● **DOCUMENTO DE ORIGEM**
• • • • • • •
Neste dia, todos os anos, havia sempre festa no quintal da casa de Caxias, onde a Line, o Dietmar, o Lars, a Katryn e o Markus moravam.

Este ano o tema era o Hawaii e foi rir do início ao fim, pelas muitas plantas e colares de flores, piscinas de plástico cheias de água, boias de todas as cores, cocos, barris de cerveja à pressão, bebidas malucas com gomos de frutas e chapelinhos de papel, muitas sangrias de muitas cores e travessas cheias com saladas várias e frutas malucas das quais nunca tinha ouvido falar, mas o Dietmar sim, e, mais estranho ainda, sabia precisamente onde as encontrar.

Tínhamos então uma espécie de Luau e, surpresa das surpresas, o prato principal era porco assado num forno feito no chão com umas grades de ferro, carvão e madeiros que, ao que parece o Dietmar preparou a semana inteira. Fez o seu hocus pocus com tempero não revelado, deixou ficar tudo em brasa e colocou em cima da grade o porco embrulhado em grandes folhas de papel de alumínio. Depois pôs-lhe em cima uma chapa furada, mais brasas, outra chapa e tapou com terra. Segundo reza a “Lenda do Leitão" (que o não era, por ser um grande porco) ou "Porco no Buraco", como o Dietmar dizia, o preparado começou às 8 horas da manhã, para estar bom para o jantar, coisa que também me custa a acreditar, porque esta malta nunca se levantava antes das 10, 11 horas e faziam então a primeira refeição à qual chamavam brunch. A primeira vez que ouvi o anglicismo e o seu significado foi com estes meus primos, no Algarve, anos antes.
• • • • • • •
● **INFORMAÇÃO FORNECIDA**
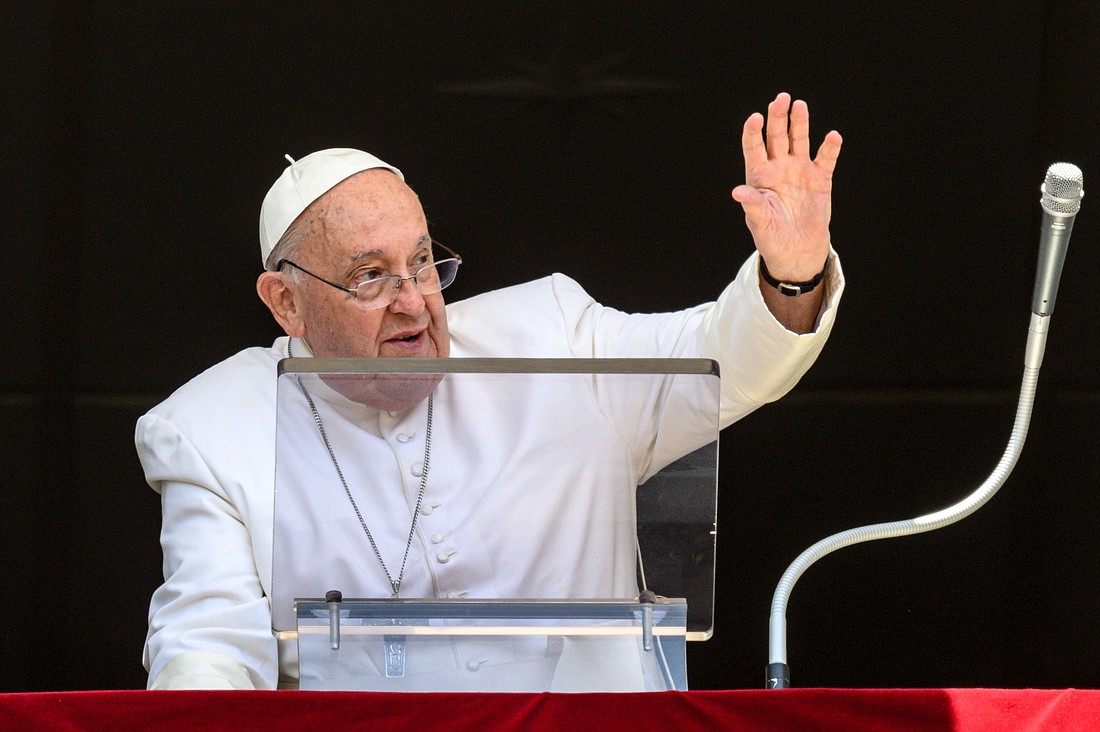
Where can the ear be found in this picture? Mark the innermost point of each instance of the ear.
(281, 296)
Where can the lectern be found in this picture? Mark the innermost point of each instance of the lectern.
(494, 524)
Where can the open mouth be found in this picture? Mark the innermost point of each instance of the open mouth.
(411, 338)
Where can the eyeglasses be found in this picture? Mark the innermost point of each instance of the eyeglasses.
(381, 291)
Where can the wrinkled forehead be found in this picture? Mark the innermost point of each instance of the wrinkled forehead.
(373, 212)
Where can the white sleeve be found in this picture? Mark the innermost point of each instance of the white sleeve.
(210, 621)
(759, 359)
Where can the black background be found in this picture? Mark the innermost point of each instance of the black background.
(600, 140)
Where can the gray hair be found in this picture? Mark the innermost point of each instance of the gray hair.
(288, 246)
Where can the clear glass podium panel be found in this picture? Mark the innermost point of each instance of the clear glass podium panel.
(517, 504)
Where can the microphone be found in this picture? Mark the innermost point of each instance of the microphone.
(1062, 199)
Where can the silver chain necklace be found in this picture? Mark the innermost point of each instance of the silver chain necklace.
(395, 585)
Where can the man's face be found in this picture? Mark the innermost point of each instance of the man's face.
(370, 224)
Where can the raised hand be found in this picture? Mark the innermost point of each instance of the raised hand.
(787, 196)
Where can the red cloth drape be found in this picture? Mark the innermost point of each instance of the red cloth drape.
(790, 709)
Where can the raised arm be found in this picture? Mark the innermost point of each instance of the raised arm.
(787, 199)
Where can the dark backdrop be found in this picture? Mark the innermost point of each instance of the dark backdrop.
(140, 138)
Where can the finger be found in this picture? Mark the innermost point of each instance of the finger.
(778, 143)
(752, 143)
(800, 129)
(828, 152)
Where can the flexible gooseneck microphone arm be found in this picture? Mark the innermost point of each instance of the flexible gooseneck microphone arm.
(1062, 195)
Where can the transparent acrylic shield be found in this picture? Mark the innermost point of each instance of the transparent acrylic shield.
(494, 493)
• • • • • • •
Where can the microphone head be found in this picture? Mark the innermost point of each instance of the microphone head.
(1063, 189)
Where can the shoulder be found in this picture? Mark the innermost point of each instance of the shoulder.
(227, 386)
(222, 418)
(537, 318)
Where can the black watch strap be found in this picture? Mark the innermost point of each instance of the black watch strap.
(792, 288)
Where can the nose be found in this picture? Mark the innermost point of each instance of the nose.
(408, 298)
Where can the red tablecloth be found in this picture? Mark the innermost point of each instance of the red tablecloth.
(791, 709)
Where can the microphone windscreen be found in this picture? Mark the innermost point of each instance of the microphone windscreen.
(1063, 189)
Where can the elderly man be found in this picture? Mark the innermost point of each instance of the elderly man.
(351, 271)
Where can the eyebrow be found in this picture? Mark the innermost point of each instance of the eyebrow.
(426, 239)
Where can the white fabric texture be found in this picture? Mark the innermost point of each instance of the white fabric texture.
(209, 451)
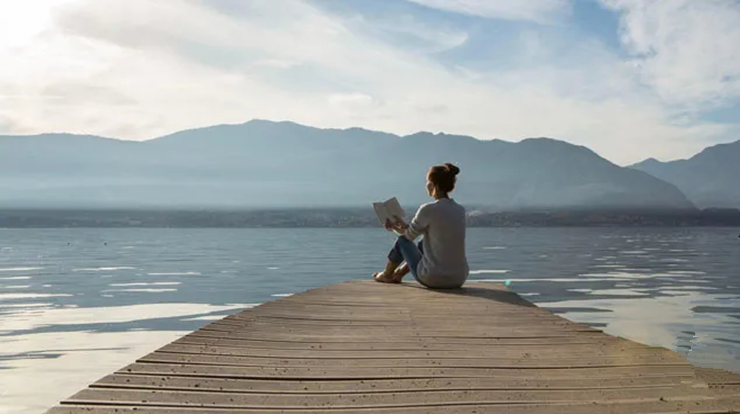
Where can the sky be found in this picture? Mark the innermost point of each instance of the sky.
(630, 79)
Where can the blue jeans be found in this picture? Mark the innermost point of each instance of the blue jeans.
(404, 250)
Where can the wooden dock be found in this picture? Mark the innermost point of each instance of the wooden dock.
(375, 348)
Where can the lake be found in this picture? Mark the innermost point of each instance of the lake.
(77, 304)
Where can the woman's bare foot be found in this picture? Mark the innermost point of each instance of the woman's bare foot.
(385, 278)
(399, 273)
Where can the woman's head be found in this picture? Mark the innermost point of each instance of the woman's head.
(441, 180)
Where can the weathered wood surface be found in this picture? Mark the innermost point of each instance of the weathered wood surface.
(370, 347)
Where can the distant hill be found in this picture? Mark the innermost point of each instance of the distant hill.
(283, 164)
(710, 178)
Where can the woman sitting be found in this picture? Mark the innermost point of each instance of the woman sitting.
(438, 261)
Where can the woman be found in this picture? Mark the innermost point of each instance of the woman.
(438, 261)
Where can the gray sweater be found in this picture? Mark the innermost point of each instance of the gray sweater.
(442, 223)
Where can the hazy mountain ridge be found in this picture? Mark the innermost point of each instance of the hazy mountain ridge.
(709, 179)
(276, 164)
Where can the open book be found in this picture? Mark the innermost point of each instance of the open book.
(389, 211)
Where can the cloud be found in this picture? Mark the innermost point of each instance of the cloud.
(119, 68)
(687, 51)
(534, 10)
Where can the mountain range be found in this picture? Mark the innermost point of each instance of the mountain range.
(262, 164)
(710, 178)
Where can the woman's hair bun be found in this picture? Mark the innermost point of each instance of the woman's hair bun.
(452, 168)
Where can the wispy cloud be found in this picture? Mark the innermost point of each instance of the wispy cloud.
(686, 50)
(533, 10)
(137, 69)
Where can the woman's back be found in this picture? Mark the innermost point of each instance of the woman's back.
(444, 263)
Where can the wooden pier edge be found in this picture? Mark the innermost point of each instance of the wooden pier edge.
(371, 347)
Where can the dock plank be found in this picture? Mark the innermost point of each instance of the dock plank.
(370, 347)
• • • • • • •
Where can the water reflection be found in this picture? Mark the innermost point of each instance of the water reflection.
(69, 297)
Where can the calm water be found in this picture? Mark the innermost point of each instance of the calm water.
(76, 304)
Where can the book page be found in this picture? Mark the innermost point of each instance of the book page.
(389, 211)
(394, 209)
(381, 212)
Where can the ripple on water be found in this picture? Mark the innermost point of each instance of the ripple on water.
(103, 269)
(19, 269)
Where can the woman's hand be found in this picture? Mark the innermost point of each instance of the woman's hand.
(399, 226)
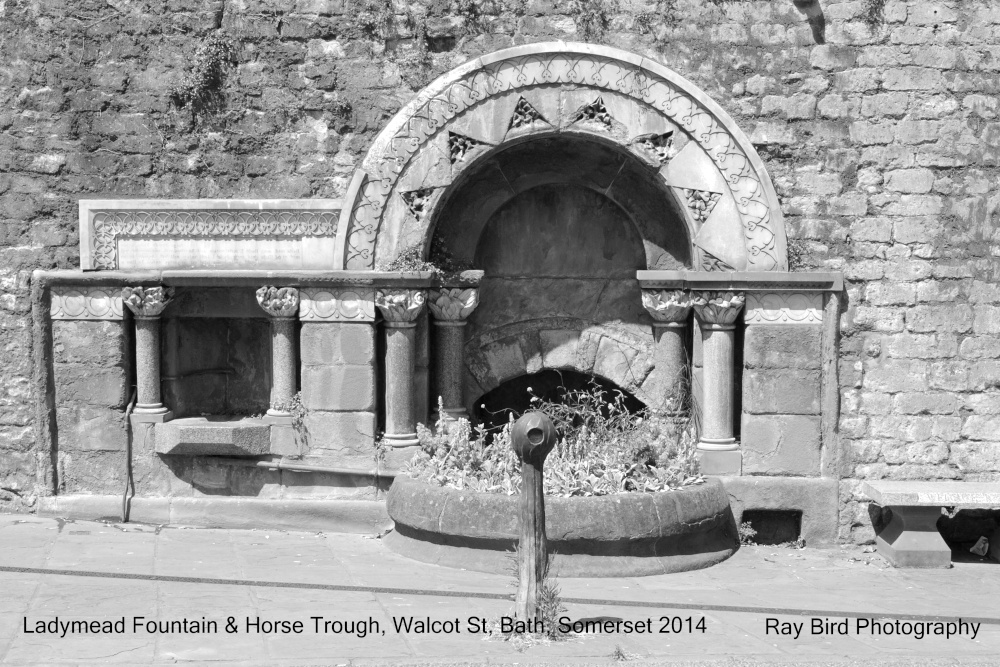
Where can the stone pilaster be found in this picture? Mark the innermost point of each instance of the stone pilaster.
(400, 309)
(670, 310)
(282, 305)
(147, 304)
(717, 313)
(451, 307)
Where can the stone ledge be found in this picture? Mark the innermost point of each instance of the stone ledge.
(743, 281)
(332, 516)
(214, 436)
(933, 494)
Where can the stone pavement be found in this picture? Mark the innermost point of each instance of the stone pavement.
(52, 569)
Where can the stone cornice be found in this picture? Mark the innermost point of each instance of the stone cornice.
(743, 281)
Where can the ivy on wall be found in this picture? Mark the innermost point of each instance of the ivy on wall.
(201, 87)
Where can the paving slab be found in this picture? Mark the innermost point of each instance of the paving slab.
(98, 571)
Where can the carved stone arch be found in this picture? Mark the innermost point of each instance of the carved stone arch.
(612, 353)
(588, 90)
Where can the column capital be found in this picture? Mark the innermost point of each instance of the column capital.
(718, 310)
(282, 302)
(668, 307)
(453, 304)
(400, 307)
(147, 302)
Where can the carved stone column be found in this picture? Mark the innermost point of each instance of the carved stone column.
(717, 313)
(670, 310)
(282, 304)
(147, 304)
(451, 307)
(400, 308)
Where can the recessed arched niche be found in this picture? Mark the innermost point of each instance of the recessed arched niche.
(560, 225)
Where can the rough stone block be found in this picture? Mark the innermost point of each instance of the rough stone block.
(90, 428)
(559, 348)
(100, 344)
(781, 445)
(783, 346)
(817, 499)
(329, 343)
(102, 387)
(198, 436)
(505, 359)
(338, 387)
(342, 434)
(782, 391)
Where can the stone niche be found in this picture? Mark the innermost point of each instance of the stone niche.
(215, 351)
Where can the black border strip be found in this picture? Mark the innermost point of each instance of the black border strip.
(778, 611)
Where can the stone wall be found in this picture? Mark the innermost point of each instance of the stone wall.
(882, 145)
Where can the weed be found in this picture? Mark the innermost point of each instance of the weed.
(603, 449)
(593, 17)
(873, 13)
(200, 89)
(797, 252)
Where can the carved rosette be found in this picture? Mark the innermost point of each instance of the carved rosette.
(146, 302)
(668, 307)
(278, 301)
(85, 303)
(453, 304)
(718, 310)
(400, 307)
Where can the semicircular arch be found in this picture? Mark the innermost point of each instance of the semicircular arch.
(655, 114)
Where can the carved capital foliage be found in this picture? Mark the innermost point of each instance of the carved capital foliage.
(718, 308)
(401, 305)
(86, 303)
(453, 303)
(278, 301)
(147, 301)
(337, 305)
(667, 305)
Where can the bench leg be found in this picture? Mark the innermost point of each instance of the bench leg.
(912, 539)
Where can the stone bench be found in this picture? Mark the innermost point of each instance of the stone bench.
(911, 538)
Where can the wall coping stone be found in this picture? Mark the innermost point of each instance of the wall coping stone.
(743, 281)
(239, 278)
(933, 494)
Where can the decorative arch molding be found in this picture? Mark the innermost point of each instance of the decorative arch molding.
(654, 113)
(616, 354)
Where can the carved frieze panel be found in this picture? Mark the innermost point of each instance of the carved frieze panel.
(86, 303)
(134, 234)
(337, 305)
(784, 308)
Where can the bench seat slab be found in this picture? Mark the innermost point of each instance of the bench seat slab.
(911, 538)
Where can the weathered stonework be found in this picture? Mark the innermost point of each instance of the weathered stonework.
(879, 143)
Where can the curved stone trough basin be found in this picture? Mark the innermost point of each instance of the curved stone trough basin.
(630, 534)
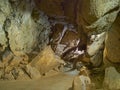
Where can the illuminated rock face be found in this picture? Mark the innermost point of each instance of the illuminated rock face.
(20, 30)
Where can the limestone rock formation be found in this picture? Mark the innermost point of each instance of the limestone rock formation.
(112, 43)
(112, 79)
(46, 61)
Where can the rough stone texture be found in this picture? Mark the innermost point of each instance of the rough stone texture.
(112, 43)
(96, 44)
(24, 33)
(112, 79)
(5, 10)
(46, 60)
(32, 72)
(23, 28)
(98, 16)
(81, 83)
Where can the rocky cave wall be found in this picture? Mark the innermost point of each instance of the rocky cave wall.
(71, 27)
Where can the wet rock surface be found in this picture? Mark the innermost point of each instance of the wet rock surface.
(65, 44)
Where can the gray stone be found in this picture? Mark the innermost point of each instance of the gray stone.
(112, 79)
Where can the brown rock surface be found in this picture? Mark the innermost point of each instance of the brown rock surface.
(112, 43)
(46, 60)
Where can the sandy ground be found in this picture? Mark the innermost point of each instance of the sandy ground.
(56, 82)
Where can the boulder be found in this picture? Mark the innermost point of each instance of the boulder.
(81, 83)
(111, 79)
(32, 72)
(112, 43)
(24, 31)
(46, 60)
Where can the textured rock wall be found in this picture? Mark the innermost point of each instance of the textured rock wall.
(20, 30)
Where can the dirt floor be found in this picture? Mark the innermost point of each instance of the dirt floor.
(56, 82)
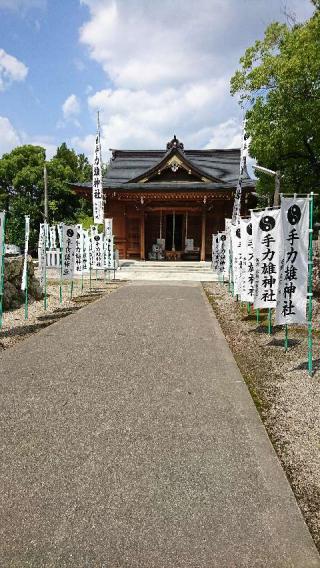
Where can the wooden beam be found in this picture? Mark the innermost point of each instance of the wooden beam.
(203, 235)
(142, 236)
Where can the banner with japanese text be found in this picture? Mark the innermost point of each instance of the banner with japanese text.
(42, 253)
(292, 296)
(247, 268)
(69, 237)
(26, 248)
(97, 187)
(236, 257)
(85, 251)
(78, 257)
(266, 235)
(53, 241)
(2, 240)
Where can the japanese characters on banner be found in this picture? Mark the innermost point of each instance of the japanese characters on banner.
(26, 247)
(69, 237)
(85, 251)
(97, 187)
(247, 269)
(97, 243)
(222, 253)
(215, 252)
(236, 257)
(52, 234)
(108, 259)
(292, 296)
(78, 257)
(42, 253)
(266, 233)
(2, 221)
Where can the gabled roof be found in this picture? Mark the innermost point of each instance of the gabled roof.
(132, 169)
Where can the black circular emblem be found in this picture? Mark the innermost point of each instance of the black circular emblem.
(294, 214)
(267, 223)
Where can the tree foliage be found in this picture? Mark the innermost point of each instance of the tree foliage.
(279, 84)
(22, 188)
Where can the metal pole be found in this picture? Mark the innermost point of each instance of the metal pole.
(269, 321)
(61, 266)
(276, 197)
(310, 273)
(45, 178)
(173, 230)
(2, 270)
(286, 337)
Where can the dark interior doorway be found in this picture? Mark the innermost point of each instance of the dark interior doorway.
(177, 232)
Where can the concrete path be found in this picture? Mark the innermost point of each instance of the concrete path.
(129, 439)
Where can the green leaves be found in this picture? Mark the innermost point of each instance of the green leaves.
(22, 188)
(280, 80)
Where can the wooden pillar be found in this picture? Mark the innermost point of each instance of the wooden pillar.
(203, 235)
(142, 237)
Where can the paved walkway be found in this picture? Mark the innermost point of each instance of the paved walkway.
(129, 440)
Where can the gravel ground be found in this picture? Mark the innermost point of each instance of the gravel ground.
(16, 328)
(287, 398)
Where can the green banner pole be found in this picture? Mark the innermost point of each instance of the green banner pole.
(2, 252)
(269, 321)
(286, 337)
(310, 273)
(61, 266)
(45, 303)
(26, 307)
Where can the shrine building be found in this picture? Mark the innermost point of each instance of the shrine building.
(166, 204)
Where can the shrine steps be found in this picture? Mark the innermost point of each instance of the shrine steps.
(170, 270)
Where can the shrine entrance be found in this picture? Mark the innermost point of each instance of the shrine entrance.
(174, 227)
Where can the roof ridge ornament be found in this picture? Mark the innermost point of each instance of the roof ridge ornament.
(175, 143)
• • • • • • •
● **INSTRUÇÃO 1**
Responda às perguntas seguintes com base no texto sobre a festa em Caxias.
(a) Em que local da casa de Caxias se fazia a festa todos os anos?
(b) A que horas começou a preparação do porco, segundo a lenda referida no texto?
(c) Em que região se ouviu pela primeira vez o anglicismo brunch?
● **INSTRUÇÃO 2**
Indique se cada afirmação está de acordo com o texto sobre a festa em Caxias. Responda sim ou não e transcreva as palavras do texto que o comprovam.
(a) O tema da festa deste ano era o Hawaii.
(b) O porco foi assado num forno elétrico.
(c) Os moradores da casa costumavam levantar-se antes das 10 horas.
● **INSTRUÇÃO 3**
Prossiga o texto sobre a festa havaiana em Caxias, a partir da última frase apresentada.

● **RESPOSTA AO EXERCÍCIO 1**
(a) No quintal.
(b) Às 8 horas da manhã.
(c) No Algarve.

● **RESPOSTA AO EXERCÍCIO 2**
(a) Sim: "Este ano o tema era o Hawaii".
(b) Não: "porco assado num forno feito no chão com umas grades de ferro, carvão e madeiros".
(c) Não: "esta malta nunca se levantava antes das 10, 11 horas".

● **RESPOSTA AO EXERCÍCIO 3**
A saída do porco do buraco do chão foi incrível. Já com local próprio para depositar o bicho, sacaram-no quatro homens, cada qual com uma pá, dois de cada lado. Procedeu-se à remoção da folha de alumínio e aí é que foi. O cheirinho era divino demais para aquela proveniência de pata fendida. Com a grande tesoura de podar, retalhou-se o animal, que estava tão tenro e tão saboroso que não há palavras para o descrever. Depois de provar um bom naco, aproveitei o que poucos queriam por “fazer mal”, a pele, que, estaladiça e sumarenta, era pura ambrósia e foi a melhor que comi até hoje.

Não faço ideia da quantidade de calorias ou decilitros de colesterol que ingeri naquela noite, mas com 24 anos não se pensava muito nessas coisas. E depois havia as saladas, as frutas e as bebidas para diluir os excessos, e eu, menos pacífica e mais caribeña de nenhum costado, devo ter bebido uns litros de Cuba Libre. 

Hoje, tenho aqui um pastelinho de bacalhau, uma salada de alface iceberg com tomates cereja e duas gelatinas, tudo acompanhado por uma garrafa de água reserva del cano... vai ter de servir.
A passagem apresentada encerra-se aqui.